WHAT TO WORK ON:
A - List every service that the article on Human Rights Watch and North Sinai says the authorities cut.
B - Answer these questions from the article on Human Rights Watch and North Sinai.
(i) How many people in North Sinai are in urgent need of humanitarian aid?
(ii) Which relief organization does HRW name as one that should be allowed to provide resources?
(iii) Who is the group's Middle East and North Africa director?
C - Continue the article on Human Rights Watch's warning about North Sinai from its last sentence.

===== GIVEN TEXT =====

Alwaght- The Egyptian army's ongoing operation against ISIS-affiliated militants in restive Sinai Peninsula can amount to “collective punishment,” as up to 420,000 people in North Sinai Province are in urgent need of humanitarian aid, Human Rights Watch (HRW) warned.
"The military campaign against the Islamic State-affiliate in North Sinai has included imposing severe restrictions on the movement of people and goods in almost all of the governorate. Residents say they have experienced sharply diminished supplies of available food, medicine, cooking gas, and other essential commercial goods. The authorities have also banned the sale or use of gasoline for vehicle use in the area and cut telecommunication services for several days at a time. The government has cut water and electricity almost entirely in the most eastern areas of North Sinai, including Rafah and Sheikh Zuwayed," the leading human rights group warned in a statement published on Monday.
HRW called on Egyptian Government to "Provide sufficient food for all residents and allow relief organizations such as the Egyptian Red Crescent to immediately provide resources to address local residents’ critical needs."
The Group's Middle East and North Africa director, Sarah Leah Whitson, said, “A counterterrorism operation that imperils the flow of essential goods to hundreds of thousands of civilians is unlawful and unlikely to stem violence.”

===== SOURCE MATERIAL =====

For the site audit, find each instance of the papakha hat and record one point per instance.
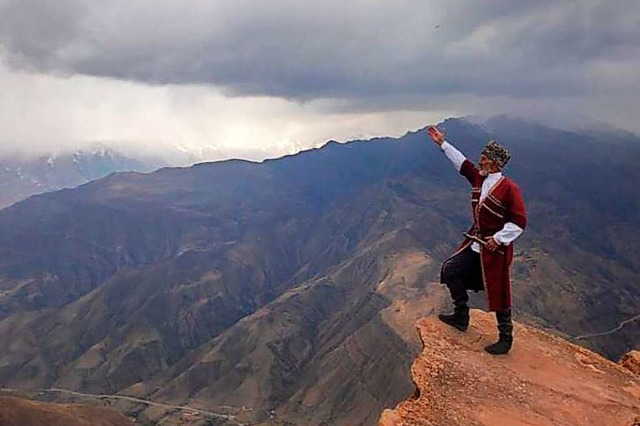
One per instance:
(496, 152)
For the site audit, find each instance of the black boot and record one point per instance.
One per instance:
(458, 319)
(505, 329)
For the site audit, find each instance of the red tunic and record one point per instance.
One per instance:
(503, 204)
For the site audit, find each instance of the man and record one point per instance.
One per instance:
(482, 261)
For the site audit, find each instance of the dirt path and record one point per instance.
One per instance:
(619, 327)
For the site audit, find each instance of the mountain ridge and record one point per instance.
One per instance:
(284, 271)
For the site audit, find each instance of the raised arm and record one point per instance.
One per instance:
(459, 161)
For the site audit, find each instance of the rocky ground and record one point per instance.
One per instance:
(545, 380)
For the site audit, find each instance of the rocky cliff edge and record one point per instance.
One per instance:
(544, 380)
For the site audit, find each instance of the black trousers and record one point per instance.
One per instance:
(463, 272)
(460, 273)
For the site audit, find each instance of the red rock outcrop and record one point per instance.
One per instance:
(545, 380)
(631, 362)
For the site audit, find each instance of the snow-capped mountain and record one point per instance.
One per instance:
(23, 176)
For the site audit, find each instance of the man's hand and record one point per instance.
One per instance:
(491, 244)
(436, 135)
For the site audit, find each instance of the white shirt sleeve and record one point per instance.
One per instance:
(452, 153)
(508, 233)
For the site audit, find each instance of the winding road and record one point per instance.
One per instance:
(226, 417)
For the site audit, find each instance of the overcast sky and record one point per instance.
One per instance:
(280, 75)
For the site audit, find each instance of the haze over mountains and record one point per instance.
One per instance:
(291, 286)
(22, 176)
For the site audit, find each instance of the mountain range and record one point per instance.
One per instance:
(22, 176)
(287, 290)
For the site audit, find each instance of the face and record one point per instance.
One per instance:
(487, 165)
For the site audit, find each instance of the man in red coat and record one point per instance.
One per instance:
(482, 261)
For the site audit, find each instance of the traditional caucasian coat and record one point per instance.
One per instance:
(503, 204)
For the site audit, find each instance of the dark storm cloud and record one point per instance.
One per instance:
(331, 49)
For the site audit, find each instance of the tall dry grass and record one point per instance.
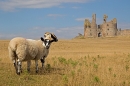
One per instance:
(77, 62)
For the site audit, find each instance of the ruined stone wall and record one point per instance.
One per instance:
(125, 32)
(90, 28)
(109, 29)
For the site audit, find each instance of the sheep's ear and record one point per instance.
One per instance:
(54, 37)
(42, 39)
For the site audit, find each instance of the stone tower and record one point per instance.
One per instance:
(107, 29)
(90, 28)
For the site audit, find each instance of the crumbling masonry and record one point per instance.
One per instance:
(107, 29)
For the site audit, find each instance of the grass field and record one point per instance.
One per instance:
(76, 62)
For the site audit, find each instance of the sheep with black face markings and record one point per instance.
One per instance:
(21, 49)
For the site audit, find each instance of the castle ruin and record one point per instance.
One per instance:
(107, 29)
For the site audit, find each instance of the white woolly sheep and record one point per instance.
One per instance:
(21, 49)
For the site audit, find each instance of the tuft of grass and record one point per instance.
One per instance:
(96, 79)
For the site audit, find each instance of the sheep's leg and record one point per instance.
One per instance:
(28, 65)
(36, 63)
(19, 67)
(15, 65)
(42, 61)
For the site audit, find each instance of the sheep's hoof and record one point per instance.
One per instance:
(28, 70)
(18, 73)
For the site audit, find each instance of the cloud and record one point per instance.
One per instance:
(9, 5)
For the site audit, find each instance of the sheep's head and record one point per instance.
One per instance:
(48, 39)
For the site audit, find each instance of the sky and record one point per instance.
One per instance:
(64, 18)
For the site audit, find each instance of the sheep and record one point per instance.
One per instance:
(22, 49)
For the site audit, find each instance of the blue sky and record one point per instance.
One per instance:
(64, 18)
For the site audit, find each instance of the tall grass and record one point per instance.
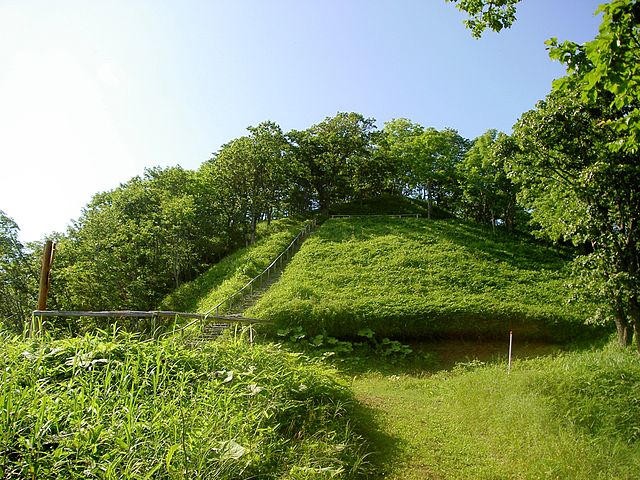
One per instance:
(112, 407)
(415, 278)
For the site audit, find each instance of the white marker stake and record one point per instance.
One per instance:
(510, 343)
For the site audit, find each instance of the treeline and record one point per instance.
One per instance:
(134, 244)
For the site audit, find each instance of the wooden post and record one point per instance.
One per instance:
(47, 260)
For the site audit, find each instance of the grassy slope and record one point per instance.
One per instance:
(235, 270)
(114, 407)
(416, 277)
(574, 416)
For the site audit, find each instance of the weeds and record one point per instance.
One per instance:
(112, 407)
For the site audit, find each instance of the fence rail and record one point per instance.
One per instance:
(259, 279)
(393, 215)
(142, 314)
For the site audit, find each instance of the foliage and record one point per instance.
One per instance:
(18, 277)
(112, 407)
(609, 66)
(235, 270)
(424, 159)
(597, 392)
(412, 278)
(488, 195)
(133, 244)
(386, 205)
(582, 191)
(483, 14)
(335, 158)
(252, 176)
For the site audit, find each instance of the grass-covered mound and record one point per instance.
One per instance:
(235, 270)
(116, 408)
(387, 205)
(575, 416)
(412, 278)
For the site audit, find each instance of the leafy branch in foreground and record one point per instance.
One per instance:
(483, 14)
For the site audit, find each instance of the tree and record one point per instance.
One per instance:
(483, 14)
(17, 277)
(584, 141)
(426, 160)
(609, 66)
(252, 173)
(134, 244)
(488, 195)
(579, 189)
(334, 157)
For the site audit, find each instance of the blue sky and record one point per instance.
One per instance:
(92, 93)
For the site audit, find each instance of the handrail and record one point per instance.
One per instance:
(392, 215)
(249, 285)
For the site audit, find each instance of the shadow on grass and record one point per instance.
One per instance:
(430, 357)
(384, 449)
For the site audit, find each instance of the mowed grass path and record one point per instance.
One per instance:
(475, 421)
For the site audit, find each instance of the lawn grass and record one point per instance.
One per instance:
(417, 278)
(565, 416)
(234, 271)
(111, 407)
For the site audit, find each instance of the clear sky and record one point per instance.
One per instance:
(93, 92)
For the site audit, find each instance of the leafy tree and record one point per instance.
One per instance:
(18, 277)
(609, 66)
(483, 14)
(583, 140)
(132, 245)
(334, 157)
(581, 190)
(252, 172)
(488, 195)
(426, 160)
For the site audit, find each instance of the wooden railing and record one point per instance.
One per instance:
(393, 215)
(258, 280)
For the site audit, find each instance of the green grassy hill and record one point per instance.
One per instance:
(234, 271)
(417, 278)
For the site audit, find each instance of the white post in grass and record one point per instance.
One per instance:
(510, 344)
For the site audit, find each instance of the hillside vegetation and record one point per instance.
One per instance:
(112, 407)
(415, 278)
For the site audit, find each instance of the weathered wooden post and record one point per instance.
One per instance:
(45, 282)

=====

SET OF ANSWERS:
A - Telecommunication services, water, and electricity.

B -
(i) Up to 420,000 people.
(ii) The Egyptian Red Crescent.
(iii) Sarah Leah Whitson.

C -
“The Egyptian army’s actions border on collective punishment and reveal the gap between what President Abdel Fattah al-Sisi claims to be doing on behalf of the citizenry and the shameful reality,” she added.
Terrorists have been targeting both government forces and civilians with terror attacks, taking advantage of the turmoil in Egypt that erupted after the country’s first democratically-elected president, Mohamed Morsi, was ousted in a military coup in July 2013.
The Sinai Peninsula has been under a state of emergency since October 2014.
The North African country's military began a new sweeping operation against militants in February after ISIS-affiliated militants launched a bomb attack on a mosque in North Sinai and killed over 300 people, in what marked the deadliest attack in the Arab state's recent history.
The Velayat Sinai group, which has pledged allegiance to the ISIS Takfiri terrorists, has claimed responsibility for the attack.
HRW cited eye witnesses and activists as saying that government's new phase of anti-terror campaign included "Closing roads, isolating cities from each other, and isolating the North Sinai governate from Egypt’s mainland, severely affecting the flow of goods from the mainland."
"The army has become the main source of food, giving some away and selling the rest. But local people said the quantities distributed do not meet existing needs. The crisis is most serious in the eastern cities of Rafah and Sheikh Zuwayed where road closures are stricter, security restrictions have long existed, and private markets have near-completely run out of goods," the statement read.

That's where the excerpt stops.